## [Assignment A]
Summarize the notes on the pharmaceutical procurement study in two sentences.
## [Assignment B]
According to the notes on the pharmaceutical procurement study, what period does the BEC data cover?

Lee trimming bounds and the Rademacher wild-cluster bootstrap are implemented manually in the v10 scripts. HonestDiD requires CVXR/clarabel system deps; where unavailable, the Honest-DiD sensitivity is computed as a manual linear-extrapolation fallback that produces the same diagnostic verdict.

Manuscript

Tool Purpose
TeX Live 2024+ LaTeX typesetting
elsarticle Journal class (review format)
natbib + bibtex Bibliography (NOT biblatex/biber in this project)
booktabs + threeparttable Tables

Data Sources

BEC-G65 — bid-level pharmaceutical procurement on the São Paulo state electronic procurement platform.

Feature Description
Source Bolsa Eletrônica de Compras (BEC), São Paulo state
Coverage Pharmaceutical purchases (BEC Group 65)
Period January 2009 – December 2019
Observations 479,330 purchase-offer-item observations
Regimes Ordinary; Administrative urgent; Litigated urgent

The classifier operates at the purchase-order/tender-notice level; the empirical analysis is at the purchase-offer-item level after classified regimes are linked to BEC item records. Price regressions use accepted winning bids. The processed dataset is included in the replication package; raw BEC data is publicly available through the São Paulo state transparency portal.

Selection and the Lee bounds

The administrative urgent channel is selected and larger — the closest feasible urgent-procurement comparison, not a randomized one. The Lee trimming bounds discipline that selection: within item × year × PBU strata the overrepresented administrative group is trimmed from the high and low tails of its price distribution, producing lower and upper bounds for the litigated-over- administrative gap under a monotonicity restriction. A parametric (Heckman-type) selection correction is non-informative in this design and is reported only as a diagnostic.

## [Records provided]
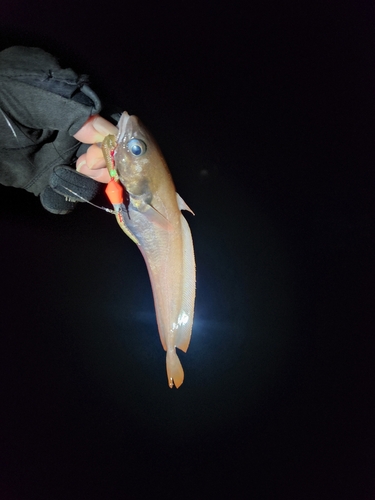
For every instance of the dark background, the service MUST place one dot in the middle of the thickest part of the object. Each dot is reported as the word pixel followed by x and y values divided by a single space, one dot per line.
pixel 264 111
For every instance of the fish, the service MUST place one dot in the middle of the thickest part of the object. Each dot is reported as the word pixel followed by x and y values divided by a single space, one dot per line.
pixel 150 214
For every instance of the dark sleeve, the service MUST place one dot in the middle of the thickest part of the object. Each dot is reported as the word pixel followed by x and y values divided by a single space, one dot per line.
pixel 41 107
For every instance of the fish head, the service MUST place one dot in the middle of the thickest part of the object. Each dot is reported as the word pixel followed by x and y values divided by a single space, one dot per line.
pixel 137 157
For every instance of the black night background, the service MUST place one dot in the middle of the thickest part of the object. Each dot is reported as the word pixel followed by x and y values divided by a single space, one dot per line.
pixel 265 114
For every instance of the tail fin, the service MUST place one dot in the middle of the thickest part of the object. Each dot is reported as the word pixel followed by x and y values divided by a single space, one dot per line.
pixel 175 373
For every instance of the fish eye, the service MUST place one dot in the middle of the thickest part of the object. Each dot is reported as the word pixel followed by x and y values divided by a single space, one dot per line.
pixel 136 147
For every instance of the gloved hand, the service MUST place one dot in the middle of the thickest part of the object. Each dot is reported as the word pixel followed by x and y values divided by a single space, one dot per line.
pixel 44 109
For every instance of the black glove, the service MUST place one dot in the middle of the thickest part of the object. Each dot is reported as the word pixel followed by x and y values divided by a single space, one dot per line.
pixel 41 107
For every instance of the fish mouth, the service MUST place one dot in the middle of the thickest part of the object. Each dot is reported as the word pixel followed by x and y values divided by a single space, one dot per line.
pixel 122 126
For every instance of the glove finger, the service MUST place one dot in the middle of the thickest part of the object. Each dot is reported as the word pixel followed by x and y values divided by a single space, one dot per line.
pixel 56 203
pixel 73 185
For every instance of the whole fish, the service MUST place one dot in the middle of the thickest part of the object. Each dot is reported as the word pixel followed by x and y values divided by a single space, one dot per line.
pixel 151 216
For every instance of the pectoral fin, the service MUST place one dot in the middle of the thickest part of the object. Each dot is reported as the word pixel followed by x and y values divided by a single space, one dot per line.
pixel 182 205
pixel 156 217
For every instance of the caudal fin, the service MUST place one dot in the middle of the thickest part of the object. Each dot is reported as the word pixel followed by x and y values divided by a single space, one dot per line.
pixel 175 373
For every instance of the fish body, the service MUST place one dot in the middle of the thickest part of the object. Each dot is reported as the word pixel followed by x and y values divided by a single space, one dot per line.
pixel 151 217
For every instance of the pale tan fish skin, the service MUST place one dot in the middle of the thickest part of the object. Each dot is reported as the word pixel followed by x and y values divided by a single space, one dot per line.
pixel 154 221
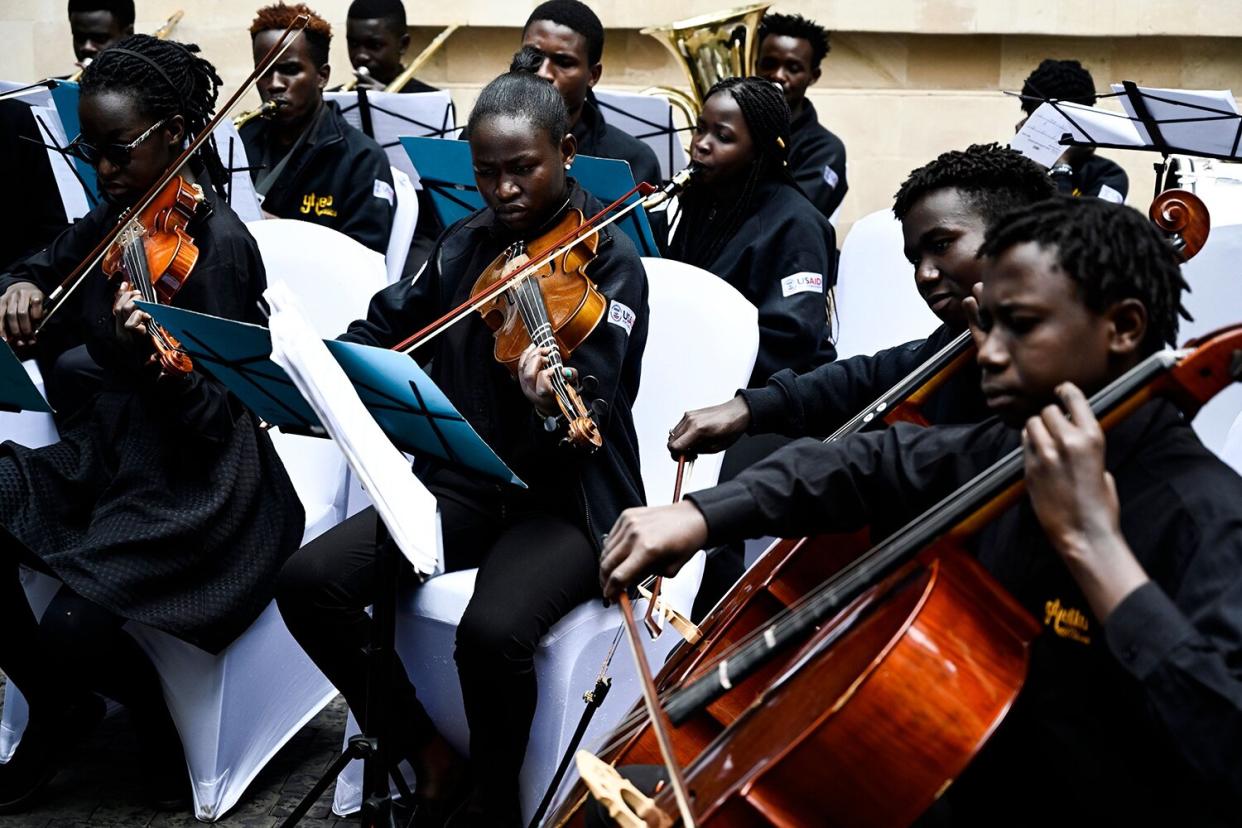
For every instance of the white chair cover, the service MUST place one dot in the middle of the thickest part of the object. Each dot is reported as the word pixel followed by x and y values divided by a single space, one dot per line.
pixel 877 303
pixel 403 225
pixel 701 346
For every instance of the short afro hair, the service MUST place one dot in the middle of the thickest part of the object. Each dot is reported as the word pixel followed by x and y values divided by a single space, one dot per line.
pixel 574 15
pixel 280 16
pixel 123 10
pixel 992 179
pixel 1112 252
pixel 390 11
pixel 522 94
pixel 1058 81
pixel 800 27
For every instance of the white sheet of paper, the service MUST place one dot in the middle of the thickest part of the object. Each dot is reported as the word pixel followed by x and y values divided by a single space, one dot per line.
pixel 395 114
pixel 1040 137
pixel 401 500
pixel 1212 126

## [Answer space A]
The study uses bid-level pharmaceutical procurement data from São Paulo state's Bolsa Eletrônica de Compras (BEC Group 65), covering January 2009 to December 2019 with 479,330 purchase-offer-item observations across ordinary, administrative urgent, and litigated urgent regimes. Because the administrative urgent channel is selected rather than randomized, Lee trimming bounds within item × year × PBU strata give lower and upper bounds for the litigated-over-administrative gap, while a Heckman-type correction is reported only as a diagnostic.

## [Answer space B]
January 2009 to December 2019.